本文:

2017年07月12日
「セキュリティについて学ぶこと」を考える、の巻
このところイメディオでは、IoT、AI、ロボットなどの分野を対象としたプログラムを実施する機会が増えてきました。
IoTをはじめとして、新たな分野の事業が生み出されることは、もちろん、素晴らしいことなのですが、しかし一方で「事業継続」の視点からみると、セキュリティはどうしても外せないと思うわけです。
そんなこんなで今後、イメディオでセキュリティのプログラムも実施したいなぁ、とぼんやりと思っていたところ、京都産業大学の安田先生に「こんなんあるでぇ」と セキュリティ教育のお話が聞けるイベントをご紹介いただきました。そのイベントのタイトルは「京都産業大学 情報理工学部開設記念シンポジウム」。
正直、「か、カタい。ちょっと気になるけど、学部開設のお話は興味ないかなぁ。」と思いましたが、 安田先生はこのシンポジウムの運営スタッフで、「学部説明のイベントっちゅうか、セキュリティ教育についてのディスカッションをしたいんや!(意訳)」 と力強くおっしゃっていたので、その言葉を信じて行くことに。
そしてシンポジウムに参加した結果、セキュリティの考え方についてかなり勉強になったので、今回はそのイベントのレポートをお届けします。
ポイント
- 一般的な情報システムのセキュリティと制御システムのセキュリティの考え方は別物と心得るべし。
- システム設計段階でセキュリティリスクを少なくすることが肝心。しかし、安全設計をするにはお金(発注者の要件定義)が必要。
- セキュリティは例外との戦い。人工知能での解決はまだまだの分野。
- セキュリティ人材は不足しており「知っている人」「知らない人」の2局化が激しい。上を目指す中間人材の育成が必要。
シンポジウムの内容
京都産業大学情報理工学部の新設
京都産業大学 コンピュータ理工学部 准教授 秋山 豊和 氏
資料はこちらからご覧いただけます。
http://info.cse.kyoto-su.ac.jp/ise/introduction_KSU-ISE.pdf
新しく編成させる情報理工学部のお話。新しい学部では、一人の教員に対して生徒が6人の割合だそうです。恵まれていますね。
一人の教員に対して40人以上の学部出身の自分としては、想像し難い数字。
学生が興味を持った分野を組み合わせて学ぶ科目を選択できるのだとか。良いですね。
基調講演:制御システムセキュリティについて
ファットウェア株式会社 代表取締役 小林 和真 氏
「制御システムのセキュリティ」をテーマとした講演。 小林氏は、企業の代表であるだけでなく、大学での教育、震災復興事業にも携わり、そして、制御システムセキュリティセンターでも活躍なさっている方です。
※以下の画像資料は、こちらの発表資料から抜粋させていただいております。
http://info.cse.kyoto-su.ac.jp/ise/controlsystemsecruity.pdf
10分でビルをハッキングできた件
講演の最初から、パンチの効いたハッキング事例をご紹介いただきました。

課題の要件:
1) 次の(a)〜(c)がシンポジウムのレポートの内容と合致するかどうかを、それぞれ「はい」か「いいえ」で答え、判断の根拠となる本文の語句を正確に引用してください。(a) 新しい情報理工学部では、教員一人に対して学生が6人の割合である。(b) 安田先生はシンポジウムの運営スタッフではない。(c) セキュリティ人材は十分に足りている。
2) シンポジウムのレポートを、最後の文に続けて書き進めてください。
記録はシンポジウムのレポートとは関係がありません。

表示情報:
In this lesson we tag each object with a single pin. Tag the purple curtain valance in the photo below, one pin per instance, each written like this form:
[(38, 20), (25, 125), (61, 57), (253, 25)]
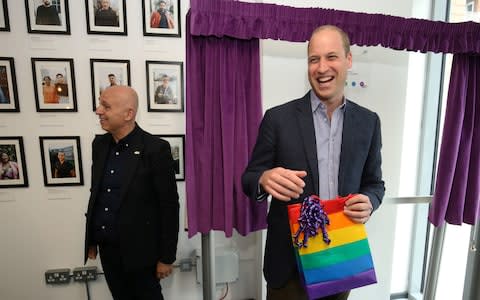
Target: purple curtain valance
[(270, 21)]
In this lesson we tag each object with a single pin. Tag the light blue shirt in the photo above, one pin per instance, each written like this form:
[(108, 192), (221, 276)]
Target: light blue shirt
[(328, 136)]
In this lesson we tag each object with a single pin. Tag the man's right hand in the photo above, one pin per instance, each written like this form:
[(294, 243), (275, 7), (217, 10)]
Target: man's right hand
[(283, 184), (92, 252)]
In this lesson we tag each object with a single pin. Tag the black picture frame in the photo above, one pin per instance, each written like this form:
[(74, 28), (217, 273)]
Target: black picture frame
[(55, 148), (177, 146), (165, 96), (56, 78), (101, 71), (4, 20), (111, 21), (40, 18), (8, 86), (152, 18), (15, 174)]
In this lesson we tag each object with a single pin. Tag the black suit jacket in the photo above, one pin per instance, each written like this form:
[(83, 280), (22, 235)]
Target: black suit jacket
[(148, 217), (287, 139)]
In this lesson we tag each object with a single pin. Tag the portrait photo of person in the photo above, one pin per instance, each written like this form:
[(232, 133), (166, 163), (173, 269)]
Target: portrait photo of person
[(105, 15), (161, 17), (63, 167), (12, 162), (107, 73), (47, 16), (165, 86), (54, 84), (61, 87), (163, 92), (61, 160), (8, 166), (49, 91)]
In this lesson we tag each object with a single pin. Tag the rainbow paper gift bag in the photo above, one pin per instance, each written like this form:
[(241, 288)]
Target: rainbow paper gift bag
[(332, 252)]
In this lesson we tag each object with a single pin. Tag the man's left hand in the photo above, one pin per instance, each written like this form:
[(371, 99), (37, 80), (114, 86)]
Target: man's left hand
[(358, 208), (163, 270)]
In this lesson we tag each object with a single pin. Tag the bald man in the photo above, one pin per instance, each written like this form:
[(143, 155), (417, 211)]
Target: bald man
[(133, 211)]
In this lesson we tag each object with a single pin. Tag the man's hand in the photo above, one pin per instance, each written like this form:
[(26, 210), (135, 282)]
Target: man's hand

回答:
1)
(a) はい。「一人の教員に対して生徒が6人の割合だそうです」
(b) いいえ。「安田先生はこのシンポジウムの運営スタッフで」
(c) いいえ。「セキュリティ人材は不足しており」

2)
ビルのシステムのハッキングテストを過去に試験的に実施したところ(もちろん、ビルのオーナーからの依頼に基づく実験です)、10分でビルを乗っ取れたそうです。
実験は、六本木ヒルズと同じシステムを導入していた、当時竣工して間もないアークヒルズ仙石山森タワー。
ハッキングを実際に行ったのは、小林氏に遠隔で指示を受けた学生さん達であったとか。
ハッキングの起点は、ビルの警備さんが充電するためにパソコンにつないだスマホ。驚きます。
制御システムは、「止めない」「10年以上使用」というコンセプトでつくられている。
ひと口に「セキュリティ」といっても、制御システムと情報システムでは前提条件が違うそうです。いま稼動している制御システムのうち、少なくない数のシステムが「そもそもインターネットにつなぐことを想定していない」時代につくられたシステム=古いシステムで動いており、パッチも当たっていないというケースがあるだけでなく、それらのシステムは業界や業種によってプロトコルや考え方なども違うことから、情報システムで培ったセキュリティ技術がそのまま使え無い、という点は覚えておきたいところ。
「いったん止めて!」「ちょっとココ直して。」が通用しない世界。大変すぎる。
講演の資料では、その他、制御システムの構成例、制御システムネットワークの対策例、制御システム分野の標準化の技術動向についても載っていますので、是非ご覧ください。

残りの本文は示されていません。